▶ EXERCISE REQUIREMENTS: Every entry must be reproduced word for word.

▶ Stored dataset items:
⁂

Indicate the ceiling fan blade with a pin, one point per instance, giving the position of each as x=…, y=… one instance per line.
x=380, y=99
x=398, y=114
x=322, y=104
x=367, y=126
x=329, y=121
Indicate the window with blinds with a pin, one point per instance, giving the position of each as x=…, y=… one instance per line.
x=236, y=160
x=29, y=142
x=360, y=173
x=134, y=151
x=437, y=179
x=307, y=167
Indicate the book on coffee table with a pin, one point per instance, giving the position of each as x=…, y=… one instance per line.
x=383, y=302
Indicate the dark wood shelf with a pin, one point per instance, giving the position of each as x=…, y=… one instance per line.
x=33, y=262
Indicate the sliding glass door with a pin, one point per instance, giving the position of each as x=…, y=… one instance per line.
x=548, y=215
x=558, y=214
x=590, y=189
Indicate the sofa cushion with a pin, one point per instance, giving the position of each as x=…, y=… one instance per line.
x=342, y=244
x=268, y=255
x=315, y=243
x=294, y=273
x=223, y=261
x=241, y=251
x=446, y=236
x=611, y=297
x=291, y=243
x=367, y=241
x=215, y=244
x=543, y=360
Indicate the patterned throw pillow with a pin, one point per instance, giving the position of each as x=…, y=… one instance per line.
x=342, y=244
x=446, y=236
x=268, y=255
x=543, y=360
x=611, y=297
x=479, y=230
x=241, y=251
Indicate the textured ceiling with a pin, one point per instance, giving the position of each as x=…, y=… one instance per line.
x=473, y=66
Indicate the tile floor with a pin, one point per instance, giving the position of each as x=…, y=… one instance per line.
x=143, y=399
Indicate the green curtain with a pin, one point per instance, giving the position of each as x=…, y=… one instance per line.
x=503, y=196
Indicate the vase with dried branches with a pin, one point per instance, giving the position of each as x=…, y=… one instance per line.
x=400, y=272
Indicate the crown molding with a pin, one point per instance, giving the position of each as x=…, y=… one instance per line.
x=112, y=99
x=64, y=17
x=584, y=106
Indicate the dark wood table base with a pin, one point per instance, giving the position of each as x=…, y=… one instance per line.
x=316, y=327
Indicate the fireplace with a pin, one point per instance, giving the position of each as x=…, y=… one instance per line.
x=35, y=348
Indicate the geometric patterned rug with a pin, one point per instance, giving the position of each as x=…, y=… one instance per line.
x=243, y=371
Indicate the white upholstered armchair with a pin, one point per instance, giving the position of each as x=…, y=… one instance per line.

⁂

▶ ANSWER SECTION:
Indicate the ceiling fan blade with a pin, one point per instance, giving the position of each as x=…, y=… one instance per line.
x=380, y=99
x=398, y=114
x=322, y=104
x=367, y=126
x=329, y=121
Indicate the window with blinds with a pin, one point per instance, giving the position of each as x=…, y=… one instance per line.
x=236, y=160
x=29, y=142
x=360, y=173
x=134, y=151
x=437, y=179
x=307, y=167
Indicate the book on coffee table with a pin, one point per instance, giving the position of each as x=…, y=… one instance per line.
x=383, y=302
Indicate the dark wood shelf with a pin, one point per instance, giving the position of each as x=…, y=… one instance per line.
x=33, y=262
Indicate the sliding glass door with a pin, one point per instance, giving the position of each as x=…, y=… one instance per line.
x=548, y=215
x=558, y=214
x=590, y=189
Indicate the sofa cushion with a pin, one point per instance, giving the position of each as x=…, y=… one instance per line.
x=342, y=244
x=268, y=255
x=315, y=243
x=294, y=273
x=223, y=261
x=241, y=251
x=446, y=236
x=611, y=297
x=291, y=243
x=367, y=241
x=215, y=244
x=543, y=360
Indicate the patterned throw pillow with a pin, one point per instance, giving the position of each as x=…, y=… one instance per line.
x=342, y=244
x=446, y=236
x=268, y=255
x=543, y=360
x=611, y=297
x=479, y=230
x=241, y=251
Indicate the textured ceiling with a pin, one point per instance, giving the position of each as x=…, y=… one instance per line.
x=473, y=66
Indicate the tile floor with a pin, one point per instance, giving the position of each as x=…, y=… one instance per line.
x=143, y=399
Indicate the green curtain with a pin, one point per instance, giving the position of each as x=…, y=… one instance per line.
x=503, y=196
Indicate the vase with dried branches with a pin, one point per instance, giving the position of each as x=…, y=… one instance per line.
x=400, y=272
Indicate the crown molding with a pin, one point per instance, giving the position of each as x=…, y=… one instance per line.
x=112, y=99
x=64, y=17
x=584, y=106
Indicate the dark wood table base with a pin, one point per instance, giving the position of each as x=…, y=… one instance per line.
x=316, y=327
Indicate the fireplace with a pin, one point per instance, giving the position of each as x=…, y=… one instance per line.
x=35, y=348
Indicate the geometric patterned rug with a pin, one point per instance, giving the position of each as x=…, y=… one instance per line.
x=243, y=371
Indicate the white upholstered armchair with a pin, one point per instance, giving the position of each as x=…, y=… one instance per line.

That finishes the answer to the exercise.